» ЗАДАНИЕ 1:
Выведите без изменений часть приведённого ниже фрагмента о казахском эпосе от слов «Другое свидетельство древности» до слов «с позднейшими наслоениями.».

» ИСХОДНЫЙ ФРАГМЕНТ:
------------------------
Другое свидетельство древности эпоса по Маргулану -это смерть Козы и Баян у тополя Шоктерек. Ученый ссылается при этом на золотую бляху с Эрмитажа, датируемую III—IV веками до нашей эры, где изображено дерево Шоктерек и двое возлюбленных возле него. В древних надписях это изображение описывалось как “подножие дерева, где отдыхают кочевники”. В действительности, на бляхе изображена смерть Козы на руках Баян и брата Айбаса.
 
Здесь интересно также отметить, что по одному из вариантов поэмы Козы не умирает. Под деревом Шоктерек обычно отдыхал дух предка Козы. Кодар по ошибке убивает аруаха, а не Козы, который счастливо соединяется с Баян. Здесь мы видим то. неприятие смерти, которое лучше других свидетельств убеждает нас в древности памятника, который, видимо, был создан в эпоху перехода от анимизма к культу предков и, следовательно, не имеет ничего общего с позднейшими наслоениями.
 
Таким образом, в поэме “Козы-Корпеш -Баян-слу” мы имеем редкую возможность встречи с сакральным контекстом сказания, которое, несмотря на столько столетий, дошло до нас в целости и сохранности. Поэтому данное произведение не лироэпос, а рудимент сакрального сказания.
 
Что касается других эпических творений казахов, то это в основном героические поэмы, культивирующие продолжение рода в батыре-герое. Самое большое несчастье в этих поэмах — бездетность, которая чудесным образом прерывается по соизволению какого-либо святого. Это не что иное как идеология патриархально-родового сознания, главной заботой которого было постоянное воспроизведение себя в потомках. Как видим, чудесное вмешательство высших сил происходит в казахском эпосе только в двух случаях: а) при бесплодности, б) при смерти. Это две вещи с которыми эпос непримирим.
 
Теперь нам следует остановиться на образе тазша-балы, который фигурирует практически во всех более или менее древних героических поэмах.
 
Тазша-бала — это мальчик-плешивец, т.е., на первый взгляд, изгой и ничтожество как бы изгнанный на периферию родового сознания. Однако, под этой личиной мы видим и Козы, и Алпамыса, и многих других казахских героев. Плешивый малыш — это ничто и все, предел понимания и изнанка глупости, не наставшее бытие и актуализированная потенция. Там где появляется маленький плешивец жди великих событий, кардинального поворота сюжета.
------------------------
» ПРЕДОСТАВЛЕННЫЕ СТРОКИ:

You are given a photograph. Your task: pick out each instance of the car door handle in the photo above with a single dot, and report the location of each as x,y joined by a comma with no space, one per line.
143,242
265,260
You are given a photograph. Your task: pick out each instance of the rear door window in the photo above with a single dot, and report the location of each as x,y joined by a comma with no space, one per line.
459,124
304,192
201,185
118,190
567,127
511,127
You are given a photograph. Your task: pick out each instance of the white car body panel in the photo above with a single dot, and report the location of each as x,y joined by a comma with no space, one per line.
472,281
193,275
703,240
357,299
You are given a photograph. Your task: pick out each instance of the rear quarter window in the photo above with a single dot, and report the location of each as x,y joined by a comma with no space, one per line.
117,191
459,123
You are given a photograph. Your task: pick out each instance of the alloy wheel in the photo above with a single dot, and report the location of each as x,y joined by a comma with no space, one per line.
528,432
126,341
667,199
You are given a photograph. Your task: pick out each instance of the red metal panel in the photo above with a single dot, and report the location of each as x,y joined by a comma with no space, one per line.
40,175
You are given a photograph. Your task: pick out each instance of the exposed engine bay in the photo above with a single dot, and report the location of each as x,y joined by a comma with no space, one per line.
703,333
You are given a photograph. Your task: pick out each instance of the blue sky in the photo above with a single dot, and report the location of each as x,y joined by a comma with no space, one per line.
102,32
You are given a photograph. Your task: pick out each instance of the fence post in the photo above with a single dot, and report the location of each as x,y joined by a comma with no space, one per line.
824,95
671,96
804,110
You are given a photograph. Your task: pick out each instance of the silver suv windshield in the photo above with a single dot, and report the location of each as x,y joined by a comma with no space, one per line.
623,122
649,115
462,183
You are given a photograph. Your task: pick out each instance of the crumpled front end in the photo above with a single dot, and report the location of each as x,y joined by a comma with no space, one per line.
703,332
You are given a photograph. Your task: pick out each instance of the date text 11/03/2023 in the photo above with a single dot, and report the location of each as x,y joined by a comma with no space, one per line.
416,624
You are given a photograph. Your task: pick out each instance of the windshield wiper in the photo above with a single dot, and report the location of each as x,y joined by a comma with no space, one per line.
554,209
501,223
------------------------
» ЗАДАНИЕ 2:
Найдите среди строк выше все, в которых встречается слово «rear», и перепишите их без изменений.

» ПРАВИЛЬНЫЙ РЕЗУЛЬТАТ 1:
Другое свидетельство древности эпоса по Маргулану -это смерть Козы и Баян у тополя Шоктерек. Ученый ссылается при этом на золотую бляху с Эрмитажа, датируемую III—IV веками до нашей эры, где изображено дерево Шоктерек и двое возлюбленных возле него. В древних надписях это изображение описывалось как “подножие дерева, где отдыхают кочевники”. В действительности, на бляхе изображена смерть Козы на руках Баян и брата Айбаса.
 
Здесь интересно также отметить, что по одному из вариантов поэмы Козы не умирает. Под деревом Шоктерек обычно отдыхал дух предка Козы. Кодар по ошибке убивает аруаха, а не Козы, который счастливо соединяется с Баян. Здесь мы видим то. неприятие смерти, которое лучше других свидетельств убеждает нас в древности памятника, который, видимо, был создан в эпоху перехода от анимизма к культу предков и, следовательно, не имеет ничего общего с позднейшими наслоениями.

» ПРАВИЛЬНЫЙ РЕЗУЛЬТАТ 2:
You are given a photograph. Your task: pick out each instance of the rear door window in the photo above with a single dot, and report the location of each as x,y joined by a comma with no space, one per line.
You are given a photograph. Your task: pick out each instance of the rear quarter window in the photo above with a single dot, and report the location of each as x,y joined by a comma with no space, one per line.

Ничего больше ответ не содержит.